### Required task
Render the lines below as a two-column CSV with the header row text,answer and one row per answer: put the text leading up to that answer in the first column and the answer itself in the second, each as a quoted field with line breaks turned into spaces. Leave the pictures out.
§ §
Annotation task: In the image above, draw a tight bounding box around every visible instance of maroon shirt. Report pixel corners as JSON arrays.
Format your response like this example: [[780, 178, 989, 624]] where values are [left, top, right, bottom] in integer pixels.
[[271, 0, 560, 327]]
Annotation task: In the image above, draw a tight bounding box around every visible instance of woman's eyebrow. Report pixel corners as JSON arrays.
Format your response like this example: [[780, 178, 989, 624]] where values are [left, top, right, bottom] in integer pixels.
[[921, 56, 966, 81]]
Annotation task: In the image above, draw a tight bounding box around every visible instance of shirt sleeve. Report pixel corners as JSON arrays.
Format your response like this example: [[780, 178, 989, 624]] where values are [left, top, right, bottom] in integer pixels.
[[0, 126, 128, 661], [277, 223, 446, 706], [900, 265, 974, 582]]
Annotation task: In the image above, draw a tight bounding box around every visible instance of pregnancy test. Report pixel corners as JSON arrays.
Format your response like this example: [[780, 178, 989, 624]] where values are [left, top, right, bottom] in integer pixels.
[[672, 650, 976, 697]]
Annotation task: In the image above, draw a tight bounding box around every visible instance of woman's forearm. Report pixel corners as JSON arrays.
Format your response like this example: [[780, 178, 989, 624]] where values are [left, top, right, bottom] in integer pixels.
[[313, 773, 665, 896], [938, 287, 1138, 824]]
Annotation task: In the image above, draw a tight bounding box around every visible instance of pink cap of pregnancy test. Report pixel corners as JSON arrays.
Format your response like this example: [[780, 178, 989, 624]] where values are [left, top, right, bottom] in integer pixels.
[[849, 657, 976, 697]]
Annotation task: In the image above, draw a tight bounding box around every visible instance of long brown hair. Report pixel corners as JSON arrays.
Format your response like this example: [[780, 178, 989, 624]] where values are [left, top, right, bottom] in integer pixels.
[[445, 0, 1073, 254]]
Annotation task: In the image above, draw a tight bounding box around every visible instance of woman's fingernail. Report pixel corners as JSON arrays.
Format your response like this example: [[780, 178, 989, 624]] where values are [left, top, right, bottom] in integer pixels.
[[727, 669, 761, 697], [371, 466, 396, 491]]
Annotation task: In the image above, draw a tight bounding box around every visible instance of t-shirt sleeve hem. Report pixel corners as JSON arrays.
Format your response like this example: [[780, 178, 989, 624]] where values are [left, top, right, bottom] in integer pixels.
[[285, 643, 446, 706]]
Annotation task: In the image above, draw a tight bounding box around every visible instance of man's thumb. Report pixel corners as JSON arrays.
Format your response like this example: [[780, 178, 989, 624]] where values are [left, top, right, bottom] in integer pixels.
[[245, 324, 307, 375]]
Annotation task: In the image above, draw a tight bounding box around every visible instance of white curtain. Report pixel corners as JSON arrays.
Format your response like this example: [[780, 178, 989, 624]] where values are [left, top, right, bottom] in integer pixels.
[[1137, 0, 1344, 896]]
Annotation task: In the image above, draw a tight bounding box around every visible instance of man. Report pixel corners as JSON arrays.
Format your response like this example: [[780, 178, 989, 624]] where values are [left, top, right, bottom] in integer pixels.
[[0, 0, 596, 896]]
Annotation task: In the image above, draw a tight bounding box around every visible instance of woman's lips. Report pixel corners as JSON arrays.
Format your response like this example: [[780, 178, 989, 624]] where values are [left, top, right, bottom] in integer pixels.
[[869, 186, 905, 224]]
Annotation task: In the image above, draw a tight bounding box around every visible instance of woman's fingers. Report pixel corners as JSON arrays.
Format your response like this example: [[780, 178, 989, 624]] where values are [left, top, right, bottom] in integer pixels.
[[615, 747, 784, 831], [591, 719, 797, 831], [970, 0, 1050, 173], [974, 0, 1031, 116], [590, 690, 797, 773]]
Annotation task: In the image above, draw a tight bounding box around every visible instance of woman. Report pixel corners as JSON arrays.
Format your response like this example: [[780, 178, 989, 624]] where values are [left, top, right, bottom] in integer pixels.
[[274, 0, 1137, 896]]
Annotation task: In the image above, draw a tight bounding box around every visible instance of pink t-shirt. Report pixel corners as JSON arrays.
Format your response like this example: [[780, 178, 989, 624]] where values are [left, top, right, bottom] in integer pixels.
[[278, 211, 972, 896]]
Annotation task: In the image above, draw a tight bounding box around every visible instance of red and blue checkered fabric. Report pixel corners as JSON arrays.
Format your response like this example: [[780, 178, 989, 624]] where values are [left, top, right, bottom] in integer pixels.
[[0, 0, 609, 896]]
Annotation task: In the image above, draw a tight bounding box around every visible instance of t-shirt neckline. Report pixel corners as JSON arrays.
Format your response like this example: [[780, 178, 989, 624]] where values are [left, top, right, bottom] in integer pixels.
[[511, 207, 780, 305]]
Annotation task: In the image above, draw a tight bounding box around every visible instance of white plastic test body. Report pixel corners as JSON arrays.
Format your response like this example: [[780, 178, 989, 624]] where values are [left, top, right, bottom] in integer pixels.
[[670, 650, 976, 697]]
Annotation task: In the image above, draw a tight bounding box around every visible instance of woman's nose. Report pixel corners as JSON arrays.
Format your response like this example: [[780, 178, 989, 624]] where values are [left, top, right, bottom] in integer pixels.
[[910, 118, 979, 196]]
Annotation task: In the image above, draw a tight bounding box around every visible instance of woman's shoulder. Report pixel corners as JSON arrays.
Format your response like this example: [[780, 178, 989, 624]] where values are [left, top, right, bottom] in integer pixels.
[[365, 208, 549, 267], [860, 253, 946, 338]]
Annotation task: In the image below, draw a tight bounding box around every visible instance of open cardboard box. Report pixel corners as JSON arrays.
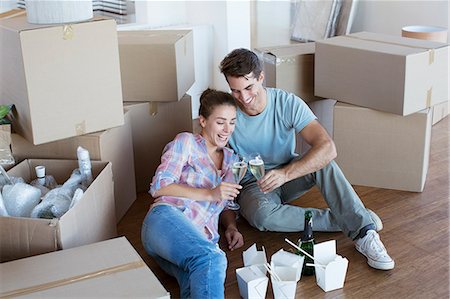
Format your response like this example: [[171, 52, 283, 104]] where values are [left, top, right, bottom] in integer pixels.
[[0, 159, 117, 262], [314, 240, 348, 292], [0, 237, 170, 299]]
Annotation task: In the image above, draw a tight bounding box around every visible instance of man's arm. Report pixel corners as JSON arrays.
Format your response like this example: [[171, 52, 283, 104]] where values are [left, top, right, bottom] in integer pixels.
[[259, 120, 337, 192]]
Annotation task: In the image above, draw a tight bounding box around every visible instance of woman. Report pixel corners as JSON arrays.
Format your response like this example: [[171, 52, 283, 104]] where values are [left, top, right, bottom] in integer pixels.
[[141, 89, 244, 298]]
§ §
### Right answer
text,answer
"Annotation task: In the image above, draw a tight bounding box around every visible instance of maroon shirt. Report pixel corners as JSON arrays. Format your response like this example: [[780, 178, 989, 624]] where values are [left, top, right, bottom] in integer pixels.","[[271, 0, 560, 327]]"
"Annotation task: In the image above, draw a tight bounding box around every visible instance of woman's eyebrow. Report pixel corners as JSON arrays. Format your response like this example: [[780, 178, 989, 624]] where values are [left, top, right, bottom] in integer pixels.","[[921, 56, 966, 81]]"
"Annotation task: In the image above, draw a tight bounding box around every visible instance of shirt sleeve. Report pixel corners as JSON arrays. Format your response like this example: [[780, 178, 989, 624]] where values are [left, top, right, bottom] in integer pixels.","[[0, 126, 128, 661], [277, 223, 446, 706], [900, 265, 974, 582]]"
"Annotation task: In the image above, draw a tight bounding box around every visible instance of pregnancy test. Report pixel corners as JSON arrays. Format your response like this example: [[780, 178, 989, 624]] where values are [left, top, right, bottom] in integer pixels.","[[672, 650, 976, 697]]"
"Annotation task: In the image above, draw a tight bounding box around every visible instance of woman's forearm. Report pixel corners as JSON arrays. Format your response like this example: [[780, 178, 989, 624]] where values are [left, top, right, bottom] in integer pixels.","[[313, 773, 665, 896], [938, 287, 1138, 824]]"
"Annotation task: In the image above, draw a tight bounding box around every visible instance of pink cap of pregnancy test. Report pixel corners as JSON arrays. Format your response like this example: [[780, 178, 989, 624]] where values are [left, top, right, bottom] in integer pixels.","[[849, 657, 976, 697]]"
"Annotation task: In the image above, draw a tight bounding box around every visible instance of long brown hair. Report pixel corners as JSON arrays. Format your response like this example: [[780, 178, 989, 624]] where values are [left, top, right, bottom] in integer pixels.","[[445, 0, 1073, 254]]"
"Annotation task: In the image above, draw a tight bounding box around every visible instance of woman's fingernail. Report pixel corners as JSON arrays. Format your response like this example: [[780, 178, 989, 624]] where values are [left, top, right, bottom] in integer pixels.","[[727, 669, 761, 697], [371, 466, 396, 491]]"
"Annotation task: In the image above, draw a tight bounding box around every visible instance of t-shirt sleeve hem. Report pixel corners as JSON arrays. Format your response like this example: [[780, 178, 989, 624]] where values are [left, top, right, bottom] in integer pixels.","[[285, 643, 446, 706]]"
"Annotation task: In the image above, draw a tight bounding box around every visible instance of man's thumb. Report pixel corners as JSON arrays. Format your response like this example: [[780, 178, 989, 624]] where values are [left, top, right, bottom] in integer pixels.","[[245, 324, 307, 375]]"
"Annotation task: In the image above, draw a tight bounding box around every visible instance of white curtain. Report pixel corners as JSON arrays. Format your response like this example: [[780, 178, 989, 624]] where values are [left, top, right, bottom] in integer pixels.","[[1137, 0, 1344, 896]]"
"Annotation task: In the image above, draw a tight bounding box around every visible instance of man. Report pixel corners as JSON arrays. Format your response like this example: [[780, 178, 989, 624]] where values are [left, top, right, bottom] in integer pixels.","[[0, 0, 596, 896]]"
"Annotation task: In the image above, draw a tight bounding box around every visible instance of woman's lips. Report pixel corners as JSON arrays. Format your response like this example: [[780, 178, 989, 624]] where values are [left, top, right, bottom] in integer pixels.","[[869, 186, 905, 224]]"
"Annotation task: In the image above, draw a tight bounding box around every visible instance of woman's fingers. Report pixel corners as JSON arrays. Format your response like this example: [[780, 178, 989, 624]] where values are [left, top, right, bottom] in integer pixels.","[[615, 747, 784, 831], [591, 719, 797, 831], [970, 0, 1050, 173], [974, 0, 1031, 116], [590, 690, 797, 773]]"
"Annotation task: In the image above, draw a tight bounding box around every visible instance of woman. Report pixel corners as JSON arrays. Format your response like this example: [[780, 178, 989, 624]] where values are [left, top, right, bottom] in integer pixels.","[[274, 0, 1137, 896]]"
"Annotation task: In the image above, draw a tight bounding box around every visible instance of pink t-shirt. Report pixel corners as JSON arrays. Format your response like this example: [[780, 178, 989, 624]] where values are [left, top, right, bottom] in integer pixels.","[[278, 211, 972, 896]]"
"Annotation task: In the image above, draw a tight bounding box around every visible instance of red and blue checkered fabric. Report pixel corners as JSON arrays. Format your response like this example: [[780, 178, 989, 624]] where values are [left, top, right, bottom] in integer pixels.","[[0, 0, 609, 896]]"
"Annotation task: In the image above, draw a tight bounding box around every visible instance of t-shirt neckline. Report pixel corners as JSON arrays. Format your response like this example: [[780, 178, 989, 624]] where values are [left, top, right, bottom] in integer pixels.","[[511, 207, 780, 305]]"
"Annotation task: In the image above, draw a tight bounding box around every visible instance of white plastic test body. Report pixel corners as JSON arrays. Format your response like this example: [[780, 178, 989, 624]] where values are [left, top, right, bottom] in integer pixels.","[[670, 650, 976, 697]]"
"Annotation task: In the image above, draw a tight bounding box around every visible instance of woman's nose. Report pixel corners as JSON arrays. Format your response like this example: [[780, 178, 989, 624]] where values are [left, top, right, bottom] in integer pixels.","[[910, 118, 979, 196]]"
"Annotation task: In the image above, draw a tight bounding box around every visible instance of woman's shoulder. Report pixel corners as JSON arrays. Format your response like this example: [[780, 178, 989, 624]] where values are [left, top, right, bottom] in integer pixels.","[[365, 208, 549, 267], [860, 253, 946, 338]]"
"Annotation task: In the image below, draw a tight bounding box around every visible instance of open cardboard box. Report pixel corners as JSON arrays. Format your response like this example: [[171, 52, 283, 104]] where values are [left, top, right, bottom] in integer pixels.","[[0, 159, 117, 262], [314, 240, 348, 292], [0, 237, 170, 299]]"
"Annotation task: In the image above, draw a tight bounding box around every visible instance of man's arm. Report pixel corners as JSON arrays. Format your response like this example: [[171, 52, 283, 104]] where values are [left, top, right, bottom] in integer pixels.","[[259, 120, 337, 192]]"
"Annotation task: In the image above, draw a tight bounding box around every visible instance of woman. Report pixel corners as JSON arrays. Format your response like this example: [[171, 52, 283, 104]] where values are [left, top, right, bottom] in integer pixels.","[[141, 89, 244, 298]]"